Entre sencillos rituales cotidianos y eruditas cabalgatas históricas van revelándose  huellas de un pasado,  envueltas en una capa de misterio. Lo que resulta dramático es la repercusión de una determinada perspectiva ideológica en la vida de seres de carne y hueso, mortalmente heridos por la pérdida de un ser querido en un combate militar.

No es mi intención situarme aquí, como lectora, ni en el plano literario ni en el de la controversia política. Sólo quisiera expresar mi reacción personal  desde una perspectiva cristiana. Y Lo hago con el corazón conmovido ante la calidez con la que ese universitario  judío de la novela  trata a Jesús. Más que sorprendente resulta el perfil de la figura de Judas diseñado, osadamente, en el libro de Oz.

====================

EJERCICIO PROPUESTO
Cita textualmente el pasaje de la sección de texto que comienza con "No es mi intención" y continúa hasta "libro de Oz.".

DATOS PROPORCIONADOS
====================

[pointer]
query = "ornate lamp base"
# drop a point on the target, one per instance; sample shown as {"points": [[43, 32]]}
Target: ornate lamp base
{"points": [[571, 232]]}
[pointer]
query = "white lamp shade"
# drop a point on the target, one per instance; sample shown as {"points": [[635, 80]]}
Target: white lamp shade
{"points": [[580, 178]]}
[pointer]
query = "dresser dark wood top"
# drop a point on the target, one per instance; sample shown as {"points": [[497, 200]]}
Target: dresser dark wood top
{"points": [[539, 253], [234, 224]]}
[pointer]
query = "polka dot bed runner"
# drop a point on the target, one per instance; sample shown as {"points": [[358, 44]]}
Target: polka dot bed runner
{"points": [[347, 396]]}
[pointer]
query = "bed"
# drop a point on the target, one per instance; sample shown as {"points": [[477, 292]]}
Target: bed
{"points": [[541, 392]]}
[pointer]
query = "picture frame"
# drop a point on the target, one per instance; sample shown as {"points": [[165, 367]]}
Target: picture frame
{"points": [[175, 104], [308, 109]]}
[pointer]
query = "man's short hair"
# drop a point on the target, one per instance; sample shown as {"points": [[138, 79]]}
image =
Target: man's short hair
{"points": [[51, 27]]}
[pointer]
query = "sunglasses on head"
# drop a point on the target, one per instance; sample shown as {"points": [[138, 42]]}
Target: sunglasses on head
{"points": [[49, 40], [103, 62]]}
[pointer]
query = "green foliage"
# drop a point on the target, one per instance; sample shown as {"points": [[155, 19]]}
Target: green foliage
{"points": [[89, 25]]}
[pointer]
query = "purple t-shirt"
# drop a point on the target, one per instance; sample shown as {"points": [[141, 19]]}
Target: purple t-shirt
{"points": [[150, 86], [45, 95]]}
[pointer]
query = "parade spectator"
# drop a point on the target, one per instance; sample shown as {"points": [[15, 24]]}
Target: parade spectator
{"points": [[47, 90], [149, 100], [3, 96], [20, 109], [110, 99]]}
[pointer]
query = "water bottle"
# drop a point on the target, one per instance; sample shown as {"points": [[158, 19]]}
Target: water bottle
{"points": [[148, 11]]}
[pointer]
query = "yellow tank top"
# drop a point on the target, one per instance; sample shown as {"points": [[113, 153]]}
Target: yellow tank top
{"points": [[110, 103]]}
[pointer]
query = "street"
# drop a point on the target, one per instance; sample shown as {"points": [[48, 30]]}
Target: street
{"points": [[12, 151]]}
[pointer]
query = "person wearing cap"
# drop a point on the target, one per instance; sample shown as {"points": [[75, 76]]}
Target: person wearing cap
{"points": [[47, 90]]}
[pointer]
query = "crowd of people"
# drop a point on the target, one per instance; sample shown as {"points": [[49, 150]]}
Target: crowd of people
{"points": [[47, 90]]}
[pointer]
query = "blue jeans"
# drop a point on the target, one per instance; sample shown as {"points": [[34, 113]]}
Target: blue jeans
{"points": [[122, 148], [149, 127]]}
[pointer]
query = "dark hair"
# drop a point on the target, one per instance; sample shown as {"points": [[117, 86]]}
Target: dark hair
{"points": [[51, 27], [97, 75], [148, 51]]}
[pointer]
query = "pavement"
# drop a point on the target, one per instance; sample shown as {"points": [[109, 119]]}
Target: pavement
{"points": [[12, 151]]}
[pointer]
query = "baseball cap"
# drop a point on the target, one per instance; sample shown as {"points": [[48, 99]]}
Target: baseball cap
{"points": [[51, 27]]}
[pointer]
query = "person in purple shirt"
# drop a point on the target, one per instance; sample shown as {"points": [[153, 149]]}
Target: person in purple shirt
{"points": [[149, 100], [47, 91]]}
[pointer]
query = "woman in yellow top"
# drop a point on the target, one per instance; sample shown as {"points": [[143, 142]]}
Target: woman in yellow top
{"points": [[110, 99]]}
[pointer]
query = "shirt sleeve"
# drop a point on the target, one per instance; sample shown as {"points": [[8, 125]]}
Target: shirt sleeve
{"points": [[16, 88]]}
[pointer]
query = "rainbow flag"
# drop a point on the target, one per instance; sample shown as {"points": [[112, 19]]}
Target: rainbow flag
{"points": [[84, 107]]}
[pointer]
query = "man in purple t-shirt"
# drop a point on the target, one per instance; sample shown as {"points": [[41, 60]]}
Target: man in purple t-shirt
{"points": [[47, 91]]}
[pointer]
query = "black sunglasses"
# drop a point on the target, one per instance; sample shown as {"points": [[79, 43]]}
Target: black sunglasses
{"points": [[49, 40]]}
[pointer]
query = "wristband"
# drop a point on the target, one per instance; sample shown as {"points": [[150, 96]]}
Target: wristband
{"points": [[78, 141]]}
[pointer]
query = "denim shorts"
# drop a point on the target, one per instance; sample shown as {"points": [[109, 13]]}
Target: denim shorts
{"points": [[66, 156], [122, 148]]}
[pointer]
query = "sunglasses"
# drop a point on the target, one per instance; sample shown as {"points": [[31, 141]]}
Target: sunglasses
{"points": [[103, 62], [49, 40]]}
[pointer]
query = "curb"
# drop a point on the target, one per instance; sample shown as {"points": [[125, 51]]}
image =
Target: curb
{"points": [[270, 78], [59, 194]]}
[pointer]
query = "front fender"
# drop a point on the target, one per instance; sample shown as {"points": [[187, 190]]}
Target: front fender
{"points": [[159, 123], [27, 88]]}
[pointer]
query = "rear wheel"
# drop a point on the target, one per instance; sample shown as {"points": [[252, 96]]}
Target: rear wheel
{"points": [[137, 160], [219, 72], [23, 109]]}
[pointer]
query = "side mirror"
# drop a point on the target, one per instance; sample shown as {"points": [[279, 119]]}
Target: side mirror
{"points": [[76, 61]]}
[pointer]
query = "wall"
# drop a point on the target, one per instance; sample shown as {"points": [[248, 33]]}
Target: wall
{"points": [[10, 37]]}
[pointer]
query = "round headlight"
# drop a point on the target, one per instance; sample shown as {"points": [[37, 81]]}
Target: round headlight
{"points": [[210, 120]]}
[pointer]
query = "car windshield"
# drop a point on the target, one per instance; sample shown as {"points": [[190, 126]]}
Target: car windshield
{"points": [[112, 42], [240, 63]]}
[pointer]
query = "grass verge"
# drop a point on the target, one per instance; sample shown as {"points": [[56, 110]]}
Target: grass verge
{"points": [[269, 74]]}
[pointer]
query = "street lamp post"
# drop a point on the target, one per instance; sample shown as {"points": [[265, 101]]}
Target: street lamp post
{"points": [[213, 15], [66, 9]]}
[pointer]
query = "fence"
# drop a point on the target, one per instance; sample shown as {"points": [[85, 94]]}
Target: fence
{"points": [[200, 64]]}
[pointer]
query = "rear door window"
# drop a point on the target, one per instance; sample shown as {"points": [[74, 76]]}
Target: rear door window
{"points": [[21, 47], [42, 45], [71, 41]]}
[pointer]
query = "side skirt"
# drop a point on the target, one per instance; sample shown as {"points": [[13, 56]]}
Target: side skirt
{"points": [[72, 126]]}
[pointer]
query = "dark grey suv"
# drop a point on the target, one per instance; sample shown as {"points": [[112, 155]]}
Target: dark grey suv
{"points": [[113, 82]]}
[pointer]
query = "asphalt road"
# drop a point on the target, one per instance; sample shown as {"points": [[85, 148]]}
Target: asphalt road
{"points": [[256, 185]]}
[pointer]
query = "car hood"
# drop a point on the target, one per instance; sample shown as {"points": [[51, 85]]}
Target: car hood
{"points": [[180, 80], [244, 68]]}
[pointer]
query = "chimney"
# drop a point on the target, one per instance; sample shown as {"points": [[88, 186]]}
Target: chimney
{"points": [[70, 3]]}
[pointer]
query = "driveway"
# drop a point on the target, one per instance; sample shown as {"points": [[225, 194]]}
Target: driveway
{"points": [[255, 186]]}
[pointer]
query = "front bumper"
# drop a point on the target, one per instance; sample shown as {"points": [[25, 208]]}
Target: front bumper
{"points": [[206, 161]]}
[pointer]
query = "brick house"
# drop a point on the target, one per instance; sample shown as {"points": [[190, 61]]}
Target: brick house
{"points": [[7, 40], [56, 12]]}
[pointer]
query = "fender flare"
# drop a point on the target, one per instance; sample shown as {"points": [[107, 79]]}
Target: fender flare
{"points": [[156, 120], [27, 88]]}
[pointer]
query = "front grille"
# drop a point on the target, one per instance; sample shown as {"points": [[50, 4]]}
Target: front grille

====================

RESPUESTA
No es mi intención situarme aquí, como lectora, ni en el plano literario ni en el de la controversia política. Sólo quisiera expresar mi reacción personal  desde una perspectiva cristiana. Y Lo hago con el corazón conmovido ante la calidez con la que ese universitario  judío de la novela  trata a Jesús. Más que sorprendente resulta el perfil de la figura de Judas diseñado, osadamente, en el libro de Oz.